[Extrait présenté]:
□ □ □ □ □ □ □
Qu’en est-il en France aujourd’hui ? La tendance est
actuellement défavorable à la protection sociale : 54% des français
tendent à voir les immigrés plutôt comme un poids pour la sécurité sociale,
alors que seulement 16% les voient plutôt comme prenant les emplois des
français (le reste ne manifeste pas de préférence). Y a-t-il un effet de
propagande partisane dans un sens ou dans l’autre ?
Prenons ceux qui pensent plutôt que les immigrés prennent le
travail des français. Par rapport aux autres, ils sont généralement plus jeunes,
moins diplômés, habitant dans des départements ruraux et avec des taux de
chômage élevés. Politiquement, ils tendent à ne pas voter. Votent-ils pour le
FN ? Non, pas plus que les autres. Ou plutôt : le fait d’avoir peur
des immigrés est fortement associé au vote FN, mais la raison pour laquelle on
a peur ne l’est pas. Il n’y a donc pas de traces de propagande qui alimente la
peur de la compétition des migrants, d’autant plus qu’elle touche une
population particulièrement peu exposée aux médias. Le facteur qui explique le
mieux cette peur est la vulnérabilité économique.
Prenons maintenant les caractéristiques de ceux qui pensent
que les immigrés profitent de la sécurité sociale. Plus instruits et informés
politiquement que les précédents, ces personnes se caractérisent surtout par
leur proximité à l’UMP. En d’autres termes, l’UMP est le seul parti français
dont les électeurs ont un diagnostic précis sur les immigrés : ils sont
peu qualifiés, peu compétitifs et bénéficient des généreuses allocations publiques.
Doit-on voir là un effet de la propagande de l’UMP ou, au
contraire, ces électeurs qui voient des immigrés paresseux sont simplement
attirés par l’UMP ? Deux éléments penchent en faveur de la première thèse.
Ils sont basés sur l’idée que les phénomènes de propagande se diffusent du haut
vers le bas à travers deux canaux : les militants et les discours ou
programmes politiques.
□ □ □ □ □ □ □
[Lignes fournies]:
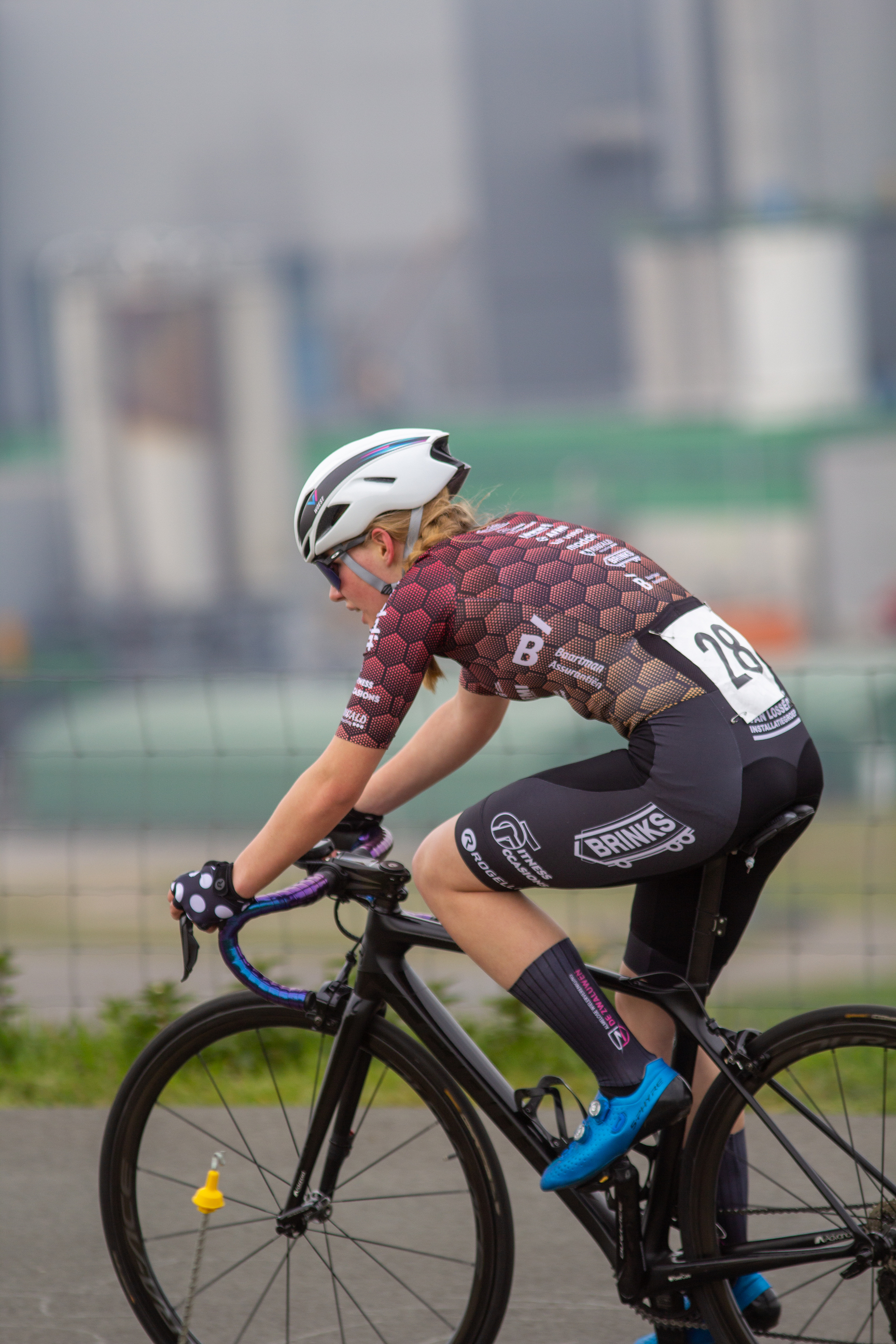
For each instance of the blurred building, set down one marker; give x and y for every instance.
□ □ □ □ □ □ □
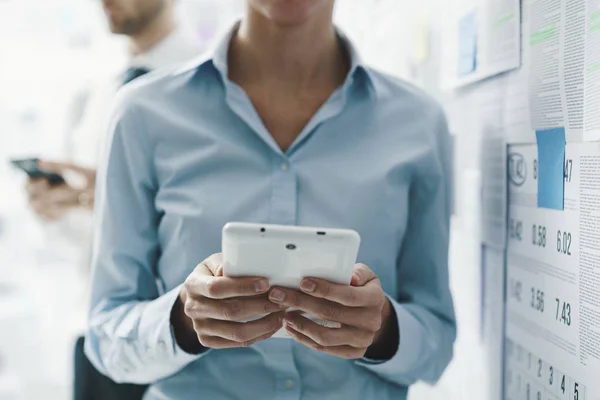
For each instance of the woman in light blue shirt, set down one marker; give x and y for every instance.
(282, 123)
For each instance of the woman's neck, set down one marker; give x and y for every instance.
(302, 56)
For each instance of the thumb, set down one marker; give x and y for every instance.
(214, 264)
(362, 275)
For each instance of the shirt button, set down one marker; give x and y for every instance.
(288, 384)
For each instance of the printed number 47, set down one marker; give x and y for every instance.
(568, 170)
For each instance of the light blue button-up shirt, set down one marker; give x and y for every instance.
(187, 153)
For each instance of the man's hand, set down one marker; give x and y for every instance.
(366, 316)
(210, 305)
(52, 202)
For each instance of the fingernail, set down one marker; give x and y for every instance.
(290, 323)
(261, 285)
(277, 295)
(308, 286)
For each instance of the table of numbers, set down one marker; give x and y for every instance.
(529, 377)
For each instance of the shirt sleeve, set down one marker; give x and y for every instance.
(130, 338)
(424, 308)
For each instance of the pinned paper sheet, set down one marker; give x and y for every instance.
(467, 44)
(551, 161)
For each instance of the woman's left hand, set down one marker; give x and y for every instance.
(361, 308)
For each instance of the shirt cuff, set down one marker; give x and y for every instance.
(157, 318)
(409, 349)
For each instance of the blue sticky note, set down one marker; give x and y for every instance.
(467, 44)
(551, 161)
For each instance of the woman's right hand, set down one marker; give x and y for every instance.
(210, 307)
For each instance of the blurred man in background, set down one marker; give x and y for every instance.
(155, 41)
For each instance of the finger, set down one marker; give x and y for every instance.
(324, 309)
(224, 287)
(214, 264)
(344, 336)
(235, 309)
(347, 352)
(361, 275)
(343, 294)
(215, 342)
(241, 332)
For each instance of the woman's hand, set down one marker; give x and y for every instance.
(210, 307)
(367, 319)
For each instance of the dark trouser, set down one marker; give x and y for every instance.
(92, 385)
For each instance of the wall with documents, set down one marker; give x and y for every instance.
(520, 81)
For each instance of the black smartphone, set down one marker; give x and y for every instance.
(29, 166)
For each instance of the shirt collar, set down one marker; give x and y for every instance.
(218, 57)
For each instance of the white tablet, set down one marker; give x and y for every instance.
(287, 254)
□ □ □ □ □ □ □
[Consignes]:
a) D'après l'extrait, quelle part des Français tend à voir les immigrés plutôt comme un poids pour la sécurité sociale ?
b) Réécrivez le passage de l'extrait allant de "Prenons ceux qui" jusqu'à "la vulnérabilité économique.", en substituant "précarité financière" à "vulnérabilité économique".
c) Les affirmations suivantes concordent-elles avec l'extrait ? Répondez par oui ou par non à chacune et citez les mots de l'extrait qui tranchent.
(i) Ceux qui pensent que les immigrés prennent le travail des Français votent davantage pour le FN que les autres.
(ii) Les personnes qui pensent que les immigrés profitent de la sécurité sociale se caractérisent surtout par leur proximité avec l'UMP.
(iii) Les phénomènes de propagande se diffusent du haut vers le bas par trois canaux.

[Corrigé]:
a) 54% des Français.

b)
Prenons ceux qui pensent plutôt que les immigrés prennent le
travail des français. Par rapport aux autres, ils sont généralement plus jeunes,
moins diplômés, habitant dans des départements ruraux et avec des taux de
chômage élevés. Politiquement, ils tendent à ne pas voter. Votent-ils pour le
FN ? Non, pas plus que les autres. Ou plutôt : le fait d’avoir peur
des immigrés est fortement associé au vote FN, mais la raison pour laquelle on
a peur ne l’est pas. Il n’y a donc pas de traces de propagande qui alimente la
peur de la compétition des migrants, d’autant plus qu’elle touche une
population particulièrement peu exposée aux médias. Le facteur qui explique le
mieux cette peur est la précarité financière.

c)
(i) Non : « Votent-ils pour le FN ? Non, pas plus que les autres. »
(ii) Oui : « ces personnes se caractérisent surtout par leur proximité à l’UMP »
(iii) Non : « à travers deux canaux : les militants et les discours ou programmes politiques »